In the weekly British newspaper, "The Guardian" of 28 May 2010, there is a story about a major UN report scheduled to be released soon by that august body.
The report is a "biodiversity report" and The Guardian states that the value of saving natural goods and services - things like pollination, medicines, fertile soils, clean air and water, will be so worthwhile as to exceed the actual cost of saving the habitats and species which provide these "services" by a factor of between 10 and 100 times.
The report's author, Pavan Sukhdev, states "We need a sea-change in human thinking and attitudes towards nature: not as something to be vanquished, conquered, but rather something to be cherished and lived within". This would be a completely new idea for humans, wouldn't it? Since the industrial revolution which started in Britain, the world has increasingly and continuously treated nature as something to use up, destroy and from which to move on, in a never-ending search for greener undepleted resources.
The report will be recommending "massive" changes in the global economy to factor in the natural world.
Let's face it, environmental collapse has started all over the world. We need radical, local and immediate changes in the way we live, work and play. Changes are needed in what we value in our lives, in what we buy and what we eat.
On the same page in The Guardian is an impressive photograph by Fred Dufour showing the "Greening of Paris". In Paris last week, the entire Champs Elysees, "one of the busiest, traffic-friendly avenues in Paris, became a grass-covered landscape" thanks to farmers who brought in 8,000 plots of earth (literally!) and 150,000 plants with sheep and cattle. This was done along a one kilometer stretch of the famous avenue in an effort to make "French consumers reflect on what they have on their plates and how it got there. Among the agricultural products trucked in were "wheat, mustard, grapevines, Limousin pigs, and an array of flowers and 650 fully grown trees".

> [Exercises]
1. In the article on the UN biodiversity report, who is named as the report's author?
2. Does each statement below agree with the article on the UN biodiversity report? Give yes or no for each, with the words of the article that decide it, quoted exactly.
(a) The report had already been released by 28 May 2010.
(b) The grass landscape covered a one kilometer stretch of the Champs Elysees.
(c) The photograph of the "Greening of Paris" was taken by Fred Dufour.
3. Carry on the article on the UN biodiversity report, starting after its last sentence.

> [Information]
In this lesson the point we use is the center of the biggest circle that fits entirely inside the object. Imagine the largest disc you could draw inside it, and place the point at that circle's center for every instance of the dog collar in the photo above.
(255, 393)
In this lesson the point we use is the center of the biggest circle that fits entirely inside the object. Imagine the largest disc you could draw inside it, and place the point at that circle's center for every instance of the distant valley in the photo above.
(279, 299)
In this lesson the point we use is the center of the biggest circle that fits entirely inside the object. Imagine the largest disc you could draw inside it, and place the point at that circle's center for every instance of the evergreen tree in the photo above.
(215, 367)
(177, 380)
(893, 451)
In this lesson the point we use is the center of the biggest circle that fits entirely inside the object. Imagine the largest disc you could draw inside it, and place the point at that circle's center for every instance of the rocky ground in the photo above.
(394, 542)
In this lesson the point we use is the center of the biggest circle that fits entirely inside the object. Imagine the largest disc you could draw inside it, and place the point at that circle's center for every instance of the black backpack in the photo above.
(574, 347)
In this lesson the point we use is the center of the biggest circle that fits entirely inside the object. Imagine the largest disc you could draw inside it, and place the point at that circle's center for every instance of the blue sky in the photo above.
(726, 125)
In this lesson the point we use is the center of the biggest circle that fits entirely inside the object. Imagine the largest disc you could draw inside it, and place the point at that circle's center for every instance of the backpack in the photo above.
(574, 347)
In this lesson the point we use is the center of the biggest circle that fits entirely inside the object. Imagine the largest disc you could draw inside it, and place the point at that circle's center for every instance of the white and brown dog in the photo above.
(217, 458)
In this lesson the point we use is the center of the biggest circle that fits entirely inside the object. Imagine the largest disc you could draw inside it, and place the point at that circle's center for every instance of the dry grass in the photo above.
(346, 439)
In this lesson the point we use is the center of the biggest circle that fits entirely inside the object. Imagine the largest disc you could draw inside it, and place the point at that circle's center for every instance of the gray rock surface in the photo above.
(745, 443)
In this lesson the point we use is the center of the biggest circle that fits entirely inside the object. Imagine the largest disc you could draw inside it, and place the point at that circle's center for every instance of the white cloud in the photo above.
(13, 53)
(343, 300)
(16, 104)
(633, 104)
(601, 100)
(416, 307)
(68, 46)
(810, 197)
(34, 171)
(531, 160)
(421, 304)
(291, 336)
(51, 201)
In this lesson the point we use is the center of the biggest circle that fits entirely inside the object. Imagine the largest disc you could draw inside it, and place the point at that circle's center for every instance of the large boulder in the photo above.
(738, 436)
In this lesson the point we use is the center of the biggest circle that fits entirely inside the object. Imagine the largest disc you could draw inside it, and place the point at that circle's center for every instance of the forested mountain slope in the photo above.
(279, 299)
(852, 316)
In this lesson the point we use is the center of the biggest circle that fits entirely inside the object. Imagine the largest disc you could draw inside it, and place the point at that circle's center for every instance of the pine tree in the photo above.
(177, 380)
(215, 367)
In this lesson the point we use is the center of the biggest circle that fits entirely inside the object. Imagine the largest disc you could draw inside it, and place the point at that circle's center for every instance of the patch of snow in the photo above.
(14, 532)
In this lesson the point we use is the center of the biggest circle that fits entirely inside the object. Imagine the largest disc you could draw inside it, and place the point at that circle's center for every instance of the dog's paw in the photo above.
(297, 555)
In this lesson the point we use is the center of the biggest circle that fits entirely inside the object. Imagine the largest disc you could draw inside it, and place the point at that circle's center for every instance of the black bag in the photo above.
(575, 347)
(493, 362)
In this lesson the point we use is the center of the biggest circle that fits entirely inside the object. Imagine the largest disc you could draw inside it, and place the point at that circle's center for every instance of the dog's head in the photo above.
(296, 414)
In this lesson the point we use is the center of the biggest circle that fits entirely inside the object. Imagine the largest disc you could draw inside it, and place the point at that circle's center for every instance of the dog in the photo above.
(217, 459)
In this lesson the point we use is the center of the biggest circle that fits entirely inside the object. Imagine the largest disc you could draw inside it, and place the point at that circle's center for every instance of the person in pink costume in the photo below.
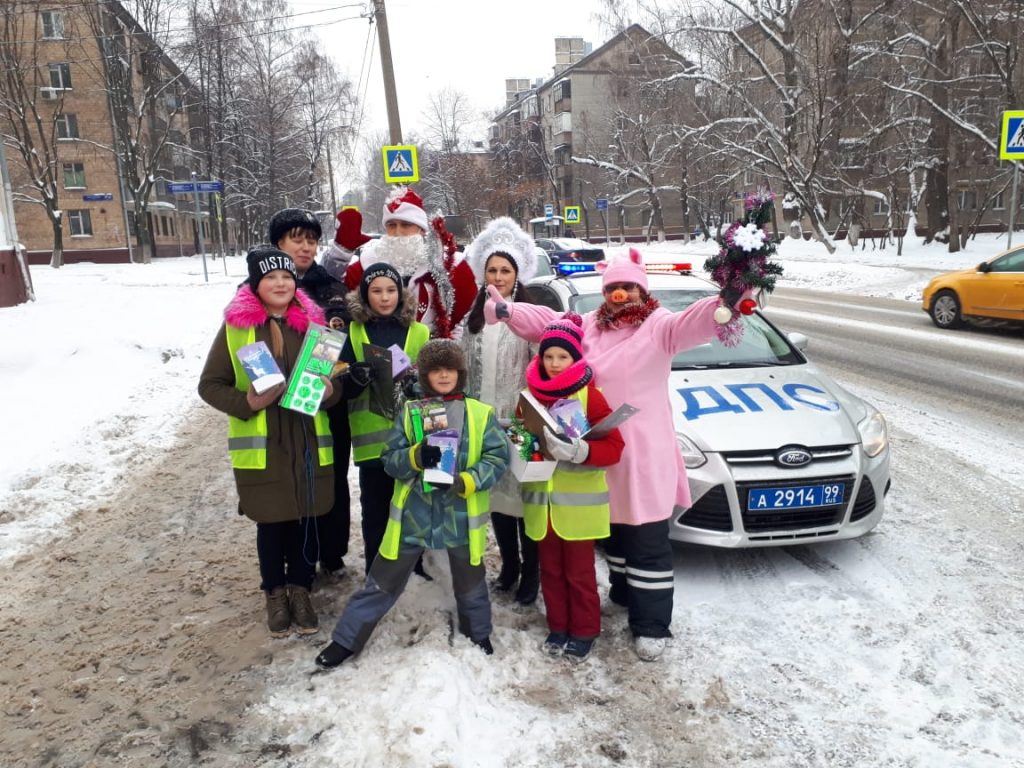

> [Expected responses]
1. Pavan Sukhdev

2.
(a) No: "a major UN report scheduled to be released soon by that august body."
(b) Yes: "This was done along a one kilometer stretch of the famous avenue"
(c) Yes: "an impressive photograph by Fred Dufour showing the "Greening of Paris""

3.
How about it American farmers - greening Times Square or Washington Mall? Go for it!
Did we hear about the UN report or the French farmers' demonstration from the New York Times or any other national US media? If so, I missed it. Wake up America!
What I'm seeing every day in our media is oil industry executives making every excuse under the sun for why they haven't been able to stop a gigantic oil disaster in the Gulf of Mexico and lying about their company's responsibility for it. Also, politicians doing the typical double-speak about why this doesn't mean we have to stop all further off-shore drilling. What is the matter with us for allowing this to continue?
I wonder if BP's pledge to cover "all legitimate claims" will extend to compensation for trauma to the population who are watching the destruction of their beautiful coastal wetlands and all the nature along the coast. What about the loss of livelihood and way of life for untold numbers of people?
Thanks for reading and I welcome feedback.